Complete the following:
**1)** In the bird flu news release, rewrite the paragraph beginning "The lockdown housing measures" as a short list that keeps its main facts.
**2)** Please copy word for word the part of the bird flu news release that opens with the words containing "The lockdown housing" and closes with "areas of Cambridgeshire.".

Text under study:
News release from: 04/11/2022
Birds must be locked down as the country faces the biggest outbreak of avian flu
Poultry and captive bird owners must keep their birds inside from Monday 7 November, as the country faces its biggest ever outbreak of avian flu.
South Cambridgeshire District Council is urging local bird keepers, including pet bird owners, to keep their birds in lockdown and use strict biosecurity measures to help protect their flocks from the disease, regardless of type or size.
The lockdown housing measures legally require all keepers to ensure their birds are indoors and to follow stringent rules, such as keeping the number of people entering the bird enclosure to a minimum and using specific footwear that can be cleaned before and after entering the enclosure, just for dealing with the birds.
Following restrictions already in force for Norfolk, Suffolk and Essex, avian bird flu has now been found in areas of Cambridgeshire.

Recorded data:
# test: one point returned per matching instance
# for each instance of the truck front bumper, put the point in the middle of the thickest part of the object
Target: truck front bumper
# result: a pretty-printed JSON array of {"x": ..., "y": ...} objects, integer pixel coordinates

Solution list:
**1)**
- All bird keepers are legally required to keep their birds indoors.
- Keepers must follow stringent rules.
- As few people as possible may enter the bird enclosure.
- Keepers must use footwear reserved for dealing with the birds and cleaned before and after entering the enclosure.

**2)**
The lockdown housing measures legally require all keepers to ensure their birds are indoors and to follow stringent rules, such as keeping the number of people entering the bird enclosure to a minimum and using specific footwear that can be cleaned before and after entering the enclosure, just for dealing with the birds.
Following restrictions already in force for Norfolk, Suffolk and Essex, avian bird flu has now been found in areas of Cambridgeshire.